[THE REQUEST]
Please write out the passage of the Hoover Dam text from "Originally, Hoover Dam" to "Secretary Wilbur's announcement.", word for word.

[DOCUMENT TEXT]
++++++

The Dam with Two Many Names

On September 17, 1930, Secretary of the Interior Ray Lyman Wilbur, Sr. paid a visit to Las Vegas, Nevada where he presided over the Silver Spike Ceremony, an event opening construction of the Union Pacific Railroad's branch line from Las Vegas to the Boulder City town site. Surrounded by several hundred spectators and a handful of pickpockets, Wilbur announced that the dam about to be built in Black Canyon would be named for President Herbert Hoover:

" "Today, as Secretary of the Interior and acting in accordance with many requests I have the honor and privilege of giving a name to this new structure. I choose that of the great engineer whose vision and persistence... has done much to make it possible and declare that the dam to be built... under the Boulder Canyon Project Act shall be called the Hoover Dam." [Las Vegas Age, September 18, 1930, pp. 1 and 6]

Did Wilbur know when he uttered these words how much confusion and animosity his decision would inspire?
Ray Lyman Wilbur,
Secretary of the Interior,
September 17, 1930

Las Vegas Evening Review-Journal, September 17, 1930

Originally, Hoover Dam was going to be built in Boulder Canyon, about forty miles up the Colorado River from Black Canyon. All through the 1920s as the Boulder Canyon Project Act, was argued in Congress, the media routinely referred to the proposed dam as the Boulder Canyon Dam or Boulder Dam.
Clark County Review,
October 14, 1921

Clark County Review,
December 23, 1921

Even though as early as 1923 some favored Black Canyon as the dam's site, debate over the two canyons went back and forth with Boulder Canyon the favorite choice. But a1928 disaster in southern California started the confusion over the dam's name which was compounded in 1930 by Secretary Wilbur's announcement.


At midnight on March 12, 1928, the St. Francis Dam in San Francisquito Canyon above Los Angeles collapsed, killing more than 500 people as floodwaters roared across the Santa Clara Valley to the Pacific Ocean.

++++++

[ENTRIES PROVIDED]
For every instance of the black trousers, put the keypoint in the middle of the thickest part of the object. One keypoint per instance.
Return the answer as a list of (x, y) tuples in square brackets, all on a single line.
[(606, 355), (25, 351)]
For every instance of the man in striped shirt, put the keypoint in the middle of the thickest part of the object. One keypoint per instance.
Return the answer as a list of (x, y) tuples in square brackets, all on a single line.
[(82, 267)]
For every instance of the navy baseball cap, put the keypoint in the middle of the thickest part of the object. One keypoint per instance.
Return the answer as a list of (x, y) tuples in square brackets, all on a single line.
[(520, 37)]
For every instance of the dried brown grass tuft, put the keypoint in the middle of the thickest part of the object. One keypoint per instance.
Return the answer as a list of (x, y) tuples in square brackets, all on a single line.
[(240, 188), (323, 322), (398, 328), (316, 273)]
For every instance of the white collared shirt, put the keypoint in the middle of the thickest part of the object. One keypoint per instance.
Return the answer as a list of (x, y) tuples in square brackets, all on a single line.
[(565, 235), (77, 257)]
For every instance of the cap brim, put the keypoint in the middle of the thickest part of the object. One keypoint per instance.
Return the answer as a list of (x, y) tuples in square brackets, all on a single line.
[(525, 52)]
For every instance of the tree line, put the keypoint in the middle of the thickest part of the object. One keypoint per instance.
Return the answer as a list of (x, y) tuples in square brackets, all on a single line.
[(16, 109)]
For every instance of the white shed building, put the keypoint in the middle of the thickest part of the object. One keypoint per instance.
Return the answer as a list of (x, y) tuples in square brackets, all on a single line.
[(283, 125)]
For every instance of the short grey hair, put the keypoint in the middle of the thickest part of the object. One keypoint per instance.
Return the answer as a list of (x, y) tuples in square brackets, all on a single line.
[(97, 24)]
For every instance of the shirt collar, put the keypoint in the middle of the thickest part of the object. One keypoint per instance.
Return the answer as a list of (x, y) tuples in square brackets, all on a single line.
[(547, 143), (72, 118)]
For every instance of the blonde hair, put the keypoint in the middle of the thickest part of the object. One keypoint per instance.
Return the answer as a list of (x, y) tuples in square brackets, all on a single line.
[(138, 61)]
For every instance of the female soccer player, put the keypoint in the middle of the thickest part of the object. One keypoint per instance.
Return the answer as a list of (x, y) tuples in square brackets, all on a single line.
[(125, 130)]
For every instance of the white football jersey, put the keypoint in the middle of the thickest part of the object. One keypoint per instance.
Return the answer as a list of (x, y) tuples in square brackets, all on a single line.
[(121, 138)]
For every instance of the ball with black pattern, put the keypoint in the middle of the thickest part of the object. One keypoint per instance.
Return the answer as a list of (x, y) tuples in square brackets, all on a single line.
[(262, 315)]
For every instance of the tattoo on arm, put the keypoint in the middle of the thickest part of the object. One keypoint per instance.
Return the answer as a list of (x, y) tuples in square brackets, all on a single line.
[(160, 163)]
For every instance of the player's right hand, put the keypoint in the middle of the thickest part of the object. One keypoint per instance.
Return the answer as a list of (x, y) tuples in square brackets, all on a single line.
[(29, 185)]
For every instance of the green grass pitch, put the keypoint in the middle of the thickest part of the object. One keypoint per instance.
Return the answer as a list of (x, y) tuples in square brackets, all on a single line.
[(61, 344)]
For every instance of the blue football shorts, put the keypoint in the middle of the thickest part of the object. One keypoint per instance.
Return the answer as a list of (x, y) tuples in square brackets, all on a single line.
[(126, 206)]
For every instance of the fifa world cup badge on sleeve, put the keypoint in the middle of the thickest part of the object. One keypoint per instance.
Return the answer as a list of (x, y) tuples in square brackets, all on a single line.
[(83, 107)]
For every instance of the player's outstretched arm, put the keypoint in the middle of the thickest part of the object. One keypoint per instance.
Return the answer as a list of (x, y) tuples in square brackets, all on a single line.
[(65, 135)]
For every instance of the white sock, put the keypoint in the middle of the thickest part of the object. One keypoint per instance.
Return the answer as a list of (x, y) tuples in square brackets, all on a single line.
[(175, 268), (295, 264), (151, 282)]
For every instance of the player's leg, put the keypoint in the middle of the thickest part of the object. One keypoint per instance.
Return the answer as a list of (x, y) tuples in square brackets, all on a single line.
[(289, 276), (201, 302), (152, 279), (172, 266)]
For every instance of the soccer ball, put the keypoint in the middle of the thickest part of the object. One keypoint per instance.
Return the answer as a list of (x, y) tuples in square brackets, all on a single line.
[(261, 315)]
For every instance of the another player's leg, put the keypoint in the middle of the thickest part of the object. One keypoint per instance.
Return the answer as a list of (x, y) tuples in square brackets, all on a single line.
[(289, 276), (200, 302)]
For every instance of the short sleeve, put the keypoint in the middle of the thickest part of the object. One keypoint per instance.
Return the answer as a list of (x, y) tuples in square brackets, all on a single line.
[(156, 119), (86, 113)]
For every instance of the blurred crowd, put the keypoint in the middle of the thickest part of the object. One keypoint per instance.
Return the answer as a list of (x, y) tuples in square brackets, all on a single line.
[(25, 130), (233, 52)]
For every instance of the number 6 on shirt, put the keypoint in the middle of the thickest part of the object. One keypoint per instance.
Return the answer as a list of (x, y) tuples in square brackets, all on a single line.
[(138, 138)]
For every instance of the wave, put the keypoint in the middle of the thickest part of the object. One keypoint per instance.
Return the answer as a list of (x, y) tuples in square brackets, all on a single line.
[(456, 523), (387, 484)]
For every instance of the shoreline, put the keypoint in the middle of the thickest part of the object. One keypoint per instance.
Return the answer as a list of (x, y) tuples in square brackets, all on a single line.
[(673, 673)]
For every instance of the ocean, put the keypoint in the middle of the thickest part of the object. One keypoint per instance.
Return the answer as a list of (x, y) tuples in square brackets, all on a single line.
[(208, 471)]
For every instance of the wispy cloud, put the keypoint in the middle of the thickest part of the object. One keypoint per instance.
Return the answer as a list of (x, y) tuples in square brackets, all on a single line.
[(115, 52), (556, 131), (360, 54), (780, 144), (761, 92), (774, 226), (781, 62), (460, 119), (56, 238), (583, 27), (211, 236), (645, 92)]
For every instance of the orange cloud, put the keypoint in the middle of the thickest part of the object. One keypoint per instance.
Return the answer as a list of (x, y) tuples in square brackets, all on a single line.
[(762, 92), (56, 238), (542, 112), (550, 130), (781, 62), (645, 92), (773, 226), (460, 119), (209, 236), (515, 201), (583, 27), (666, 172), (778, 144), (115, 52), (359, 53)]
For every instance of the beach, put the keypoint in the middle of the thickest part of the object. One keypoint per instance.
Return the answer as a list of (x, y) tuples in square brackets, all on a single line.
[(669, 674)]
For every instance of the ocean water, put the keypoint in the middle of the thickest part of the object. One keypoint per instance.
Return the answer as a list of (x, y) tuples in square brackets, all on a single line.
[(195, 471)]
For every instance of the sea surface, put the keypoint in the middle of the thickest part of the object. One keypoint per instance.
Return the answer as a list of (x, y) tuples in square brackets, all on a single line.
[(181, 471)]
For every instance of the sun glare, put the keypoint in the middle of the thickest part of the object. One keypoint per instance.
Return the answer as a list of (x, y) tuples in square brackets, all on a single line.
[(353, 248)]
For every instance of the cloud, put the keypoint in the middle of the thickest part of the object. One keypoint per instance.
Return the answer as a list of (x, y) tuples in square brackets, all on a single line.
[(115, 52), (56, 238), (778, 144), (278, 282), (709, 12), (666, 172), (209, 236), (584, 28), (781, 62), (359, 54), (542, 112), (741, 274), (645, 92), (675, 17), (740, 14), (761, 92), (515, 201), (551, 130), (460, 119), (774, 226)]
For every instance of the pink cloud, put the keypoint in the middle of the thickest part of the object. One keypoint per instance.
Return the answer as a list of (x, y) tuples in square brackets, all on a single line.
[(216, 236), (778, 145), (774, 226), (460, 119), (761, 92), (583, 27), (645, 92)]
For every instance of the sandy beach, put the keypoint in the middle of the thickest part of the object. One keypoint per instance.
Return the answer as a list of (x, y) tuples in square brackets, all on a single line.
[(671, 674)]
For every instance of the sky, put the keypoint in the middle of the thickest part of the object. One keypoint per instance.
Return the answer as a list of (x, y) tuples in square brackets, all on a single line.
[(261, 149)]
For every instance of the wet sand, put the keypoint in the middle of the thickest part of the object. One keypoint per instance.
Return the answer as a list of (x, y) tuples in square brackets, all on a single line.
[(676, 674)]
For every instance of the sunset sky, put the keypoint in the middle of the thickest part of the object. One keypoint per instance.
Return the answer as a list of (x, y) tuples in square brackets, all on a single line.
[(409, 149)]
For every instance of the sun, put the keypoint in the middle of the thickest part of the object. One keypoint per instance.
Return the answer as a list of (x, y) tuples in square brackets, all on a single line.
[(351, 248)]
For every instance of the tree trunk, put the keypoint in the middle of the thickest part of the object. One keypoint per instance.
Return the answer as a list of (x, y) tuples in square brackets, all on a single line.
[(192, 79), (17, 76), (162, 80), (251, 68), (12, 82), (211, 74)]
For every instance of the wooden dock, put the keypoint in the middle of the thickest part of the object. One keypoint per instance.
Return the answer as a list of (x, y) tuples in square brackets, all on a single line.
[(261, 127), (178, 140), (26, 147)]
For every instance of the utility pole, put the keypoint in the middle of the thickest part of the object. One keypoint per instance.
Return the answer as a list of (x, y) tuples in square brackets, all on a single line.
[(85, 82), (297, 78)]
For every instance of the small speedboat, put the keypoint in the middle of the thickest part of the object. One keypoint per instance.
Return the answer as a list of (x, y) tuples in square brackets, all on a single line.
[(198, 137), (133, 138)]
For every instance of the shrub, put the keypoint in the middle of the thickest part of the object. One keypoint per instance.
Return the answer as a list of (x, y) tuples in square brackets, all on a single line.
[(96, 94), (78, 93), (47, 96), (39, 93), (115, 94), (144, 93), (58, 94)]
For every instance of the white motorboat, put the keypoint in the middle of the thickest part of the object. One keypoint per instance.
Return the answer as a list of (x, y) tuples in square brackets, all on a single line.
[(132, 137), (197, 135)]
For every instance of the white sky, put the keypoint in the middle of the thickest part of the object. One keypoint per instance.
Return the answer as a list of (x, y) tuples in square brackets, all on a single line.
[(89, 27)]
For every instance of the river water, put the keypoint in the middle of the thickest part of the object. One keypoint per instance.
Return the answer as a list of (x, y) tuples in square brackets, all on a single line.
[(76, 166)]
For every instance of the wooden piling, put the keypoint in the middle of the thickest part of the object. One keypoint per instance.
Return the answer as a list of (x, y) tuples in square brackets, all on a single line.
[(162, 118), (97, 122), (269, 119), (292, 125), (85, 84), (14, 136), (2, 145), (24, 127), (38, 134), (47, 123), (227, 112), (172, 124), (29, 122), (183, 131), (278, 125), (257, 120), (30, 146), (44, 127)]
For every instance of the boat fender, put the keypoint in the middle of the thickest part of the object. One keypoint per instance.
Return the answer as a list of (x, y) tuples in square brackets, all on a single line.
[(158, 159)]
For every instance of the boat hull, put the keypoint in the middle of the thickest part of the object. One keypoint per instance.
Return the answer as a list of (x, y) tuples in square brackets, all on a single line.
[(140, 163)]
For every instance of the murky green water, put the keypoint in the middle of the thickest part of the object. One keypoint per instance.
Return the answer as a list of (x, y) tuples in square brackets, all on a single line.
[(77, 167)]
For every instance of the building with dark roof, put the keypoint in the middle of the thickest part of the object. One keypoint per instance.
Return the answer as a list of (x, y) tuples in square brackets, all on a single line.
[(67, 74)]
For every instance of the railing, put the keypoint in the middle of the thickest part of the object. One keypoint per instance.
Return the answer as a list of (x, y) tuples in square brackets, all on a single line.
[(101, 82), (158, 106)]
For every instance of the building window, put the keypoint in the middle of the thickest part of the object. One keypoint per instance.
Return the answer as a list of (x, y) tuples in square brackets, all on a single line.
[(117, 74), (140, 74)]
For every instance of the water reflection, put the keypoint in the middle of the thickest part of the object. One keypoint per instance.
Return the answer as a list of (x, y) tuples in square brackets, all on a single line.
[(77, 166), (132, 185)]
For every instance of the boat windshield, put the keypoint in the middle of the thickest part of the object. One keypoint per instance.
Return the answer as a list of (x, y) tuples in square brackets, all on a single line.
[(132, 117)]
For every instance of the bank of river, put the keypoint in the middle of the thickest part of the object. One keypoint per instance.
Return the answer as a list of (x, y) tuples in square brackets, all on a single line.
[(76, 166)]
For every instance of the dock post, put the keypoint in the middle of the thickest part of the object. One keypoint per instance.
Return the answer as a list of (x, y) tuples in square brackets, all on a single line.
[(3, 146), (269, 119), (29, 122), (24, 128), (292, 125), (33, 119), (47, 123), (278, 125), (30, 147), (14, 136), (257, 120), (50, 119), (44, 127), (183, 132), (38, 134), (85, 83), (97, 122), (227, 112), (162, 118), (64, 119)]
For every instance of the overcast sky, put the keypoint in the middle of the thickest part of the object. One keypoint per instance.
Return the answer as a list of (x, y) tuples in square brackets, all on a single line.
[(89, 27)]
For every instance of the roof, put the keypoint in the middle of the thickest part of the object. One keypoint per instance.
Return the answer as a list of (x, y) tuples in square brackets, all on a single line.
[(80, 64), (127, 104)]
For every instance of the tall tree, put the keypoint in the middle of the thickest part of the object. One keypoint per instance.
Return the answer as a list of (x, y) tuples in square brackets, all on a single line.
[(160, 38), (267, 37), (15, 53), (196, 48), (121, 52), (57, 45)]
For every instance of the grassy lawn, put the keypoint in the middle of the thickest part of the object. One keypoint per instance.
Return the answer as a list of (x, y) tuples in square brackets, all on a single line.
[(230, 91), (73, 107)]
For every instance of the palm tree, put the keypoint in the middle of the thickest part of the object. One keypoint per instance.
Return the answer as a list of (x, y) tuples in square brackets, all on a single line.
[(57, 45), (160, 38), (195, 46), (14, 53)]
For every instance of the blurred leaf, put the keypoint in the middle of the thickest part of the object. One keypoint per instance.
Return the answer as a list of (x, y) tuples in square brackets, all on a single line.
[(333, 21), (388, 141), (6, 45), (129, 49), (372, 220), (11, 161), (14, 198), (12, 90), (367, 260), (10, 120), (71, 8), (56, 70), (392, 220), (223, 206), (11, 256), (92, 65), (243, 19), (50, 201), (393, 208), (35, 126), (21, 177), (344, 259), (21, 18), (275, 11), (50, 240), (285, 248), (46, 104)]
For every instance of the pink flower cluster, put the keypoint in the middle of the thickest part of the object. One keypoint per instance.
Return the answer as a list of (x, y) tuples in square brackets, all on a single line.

++++++

[FULL SOLUTION]
Originally, Hoover Dam was going to be built in Boulder Canyon, about forty miles up the Colorado River from Black Canyon. All through the 1920s as the Boulder Canyon Project Act, was argued in Congress, the media routinely referred to the proposed dam as the Boulder Canyon Dam or Boulder Dam.
Clark County Review,
October 14, 1921

Clark County Review,
December 23, 1921

Even though as early as 1923 some favored Black Canyon as the dam's site, debate over the two canyons went back and forth with Boulder Canyon the favorite choice. But a1928 disaster in southern California started the confusion over the dam's name which was compounded in 1930 by Secretary Wilbur's announcement.